## Required work
**1.** In the savings text, what rate does the speaker's high-yield savings account currently earn?
**2.** Write what comes next in the savings text, starting after its final sentence.

She cited her organization’s research, which found that nearly four out of five Americans have standard accounts instead of high-yield accounts.
“Within my own circle of family and friends, there are a few who still choose to keep their savings in accounts earning rates as low as 0.01% APY,” she said. “This is a stark contrast to my high-yield savings account, which currently earns 5.15% APY.”
Treating Saving as an Afterthought
The most successful savers treat saving money not just as a monthly bill that must be paid no matter what, like the rent and mortgage, but as the most important bill that takes priority over all the others.
“If saving money is a top priority for you, but you struggle to limit your unnecessary spending, paying yourself first can be a good strategy,” said Jenn Schell, a financial researcher and writer for Annuity.org. “This just means that when your paycheck is deposited, you immediately transfer some money to your savings account. This method can make it easier to save rather than spend since you are allocating the money to savings as soon as you get it.”
Failure To Automate
Just about every bank allows automatic transfers to your savings account, which is the simplest way to sock away money consistently and on schedule. Yet many people insist on doing it the old-fashioned way, which leaves room for human error.

## Dataset extract

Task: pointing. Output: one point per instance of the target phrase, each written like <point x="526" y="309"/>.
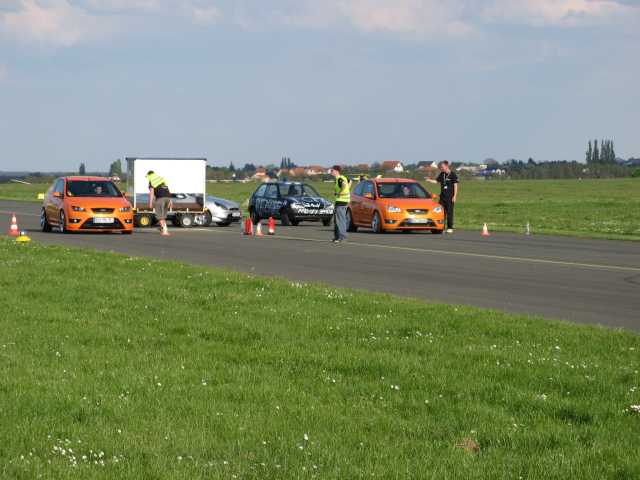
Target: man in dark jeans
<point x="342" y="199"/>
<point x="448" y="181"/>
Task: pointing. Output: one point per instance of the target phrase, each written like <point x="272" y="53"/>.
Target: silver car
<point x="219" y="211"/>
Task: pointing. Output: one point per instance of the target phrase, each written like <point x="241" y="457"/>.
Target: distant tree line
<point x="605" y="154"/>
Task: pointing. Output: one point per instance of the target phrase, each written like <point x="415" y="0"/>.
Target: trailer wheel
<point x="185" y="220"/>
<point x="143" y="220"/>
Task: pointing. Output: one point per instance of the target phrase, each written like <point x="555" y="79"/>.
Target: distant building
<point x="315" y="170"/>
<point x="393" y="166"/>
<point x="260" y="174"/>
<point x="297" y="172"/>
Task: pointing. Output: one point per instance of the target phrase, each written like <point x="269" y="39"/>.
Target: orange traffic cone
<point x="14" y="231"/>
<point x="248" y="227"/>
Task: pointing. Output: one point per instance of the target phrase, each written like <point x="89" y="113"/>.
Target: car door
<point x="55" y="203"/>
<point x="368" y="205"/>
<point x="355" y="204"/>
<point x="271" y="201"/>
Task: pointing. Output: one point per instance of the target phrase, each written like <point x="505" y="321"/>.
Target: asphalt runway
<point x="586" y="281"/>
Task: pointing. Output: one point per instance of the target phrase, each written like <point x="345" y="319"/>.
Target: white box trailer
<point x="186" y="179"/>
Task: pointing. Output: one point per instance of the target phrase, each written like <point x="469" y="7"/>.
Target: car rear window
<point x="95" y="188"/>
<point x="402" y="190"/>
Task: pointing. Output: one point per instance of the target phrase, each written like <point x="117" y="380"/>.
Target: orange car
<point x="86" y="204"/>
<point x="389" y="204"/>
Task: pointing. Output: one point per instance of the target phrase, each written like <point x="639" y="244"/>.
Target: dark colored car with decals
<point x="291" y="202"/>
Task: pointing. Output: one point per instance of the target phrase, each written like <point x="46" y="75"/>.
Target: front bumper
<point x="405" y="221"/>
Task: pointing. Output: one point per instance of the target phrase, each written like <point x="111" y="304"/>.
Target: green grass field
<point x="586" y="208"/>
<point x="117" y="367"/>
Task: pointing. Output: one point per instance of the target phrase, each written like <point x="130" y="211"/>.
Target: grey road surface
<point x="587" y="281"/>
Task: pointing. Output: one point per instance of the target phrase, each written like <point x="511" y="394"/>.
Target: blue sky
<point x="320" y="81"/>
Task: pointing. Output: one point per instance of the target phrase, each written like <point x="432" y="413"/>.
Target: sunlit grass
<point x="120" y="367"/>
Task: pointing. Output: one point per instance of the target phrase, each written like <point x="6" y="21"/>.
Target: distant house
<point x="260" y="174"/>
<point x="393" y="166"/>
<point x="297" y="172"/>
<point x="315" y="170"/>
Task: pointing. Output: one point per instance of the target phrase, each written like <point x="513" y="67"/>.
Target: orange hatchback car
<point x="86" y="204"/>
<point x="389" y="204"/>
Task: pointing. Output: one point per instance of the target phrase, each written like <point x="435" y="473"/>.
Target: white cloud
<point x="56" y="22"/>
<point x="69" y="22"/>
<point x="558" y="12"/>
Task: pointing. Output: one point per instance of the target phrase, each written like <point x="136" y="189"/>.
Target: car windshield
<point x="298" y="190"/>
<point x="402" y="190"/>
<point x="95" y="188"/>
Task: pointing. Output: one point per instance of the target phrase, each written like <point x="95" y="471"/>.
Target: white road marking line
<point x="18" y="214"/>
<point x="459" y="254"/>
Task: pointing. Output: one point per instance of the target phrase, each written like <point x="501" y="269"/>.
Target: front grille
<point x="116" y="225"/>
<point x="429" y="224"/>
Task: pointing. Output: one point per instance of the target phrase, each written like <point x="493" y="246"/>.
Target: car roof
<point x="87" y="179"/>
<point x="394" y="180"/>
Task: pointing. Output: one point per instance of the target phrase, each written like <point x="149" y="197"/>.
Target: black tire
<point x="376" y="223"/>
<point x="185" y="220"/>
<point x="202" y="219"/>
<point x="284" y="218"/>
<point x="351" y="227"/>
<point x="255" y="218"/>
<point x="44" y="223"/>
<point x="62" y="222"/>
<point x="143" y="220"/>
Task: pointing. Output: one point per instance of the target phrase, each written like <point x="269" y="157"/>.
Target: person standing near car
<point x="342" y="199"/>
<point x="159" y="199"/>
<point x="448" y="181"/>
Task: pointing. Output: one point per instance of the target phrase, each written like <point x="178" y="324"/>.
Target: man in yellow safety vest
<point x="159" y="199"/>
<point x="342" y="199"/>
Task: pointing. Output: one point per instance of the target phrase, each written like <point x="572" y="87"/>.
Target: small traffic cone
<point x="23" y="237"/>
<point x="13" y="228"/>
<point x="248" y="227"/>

## Responses to the exercise
**1.** 5.15% APY

**2.**
“Manually transferring money to your savings account can be easy to forget or delay,” said Shawn Davies, a chartered financial analyst and founder of Digital Connect Mag. “Set up automatic transfers from your checking account to your savings account to ensure consistent contributions without relying on willpower alone.”
Using One Account for Multiple Savings Goals
One of the surest ways to break the first rule of avoiding withdrawals is to dump all your savings into the same account. The basket system — one for an emergency fund, another for your wedding or down payment, etc. — is a better way to stay on target.
“One should be considered more liquid,” said Jake Hill, CEO of personal finance site DebtHammer. “This is money you’re putting aside for specific goals or purposes. The second should be considered untouchable. This is your longer-term savings.”
Underfunding Your Emergency Savings
An emergency fund is a foundational element of a healthy financial life — but only if it’s enough to cover a crisis.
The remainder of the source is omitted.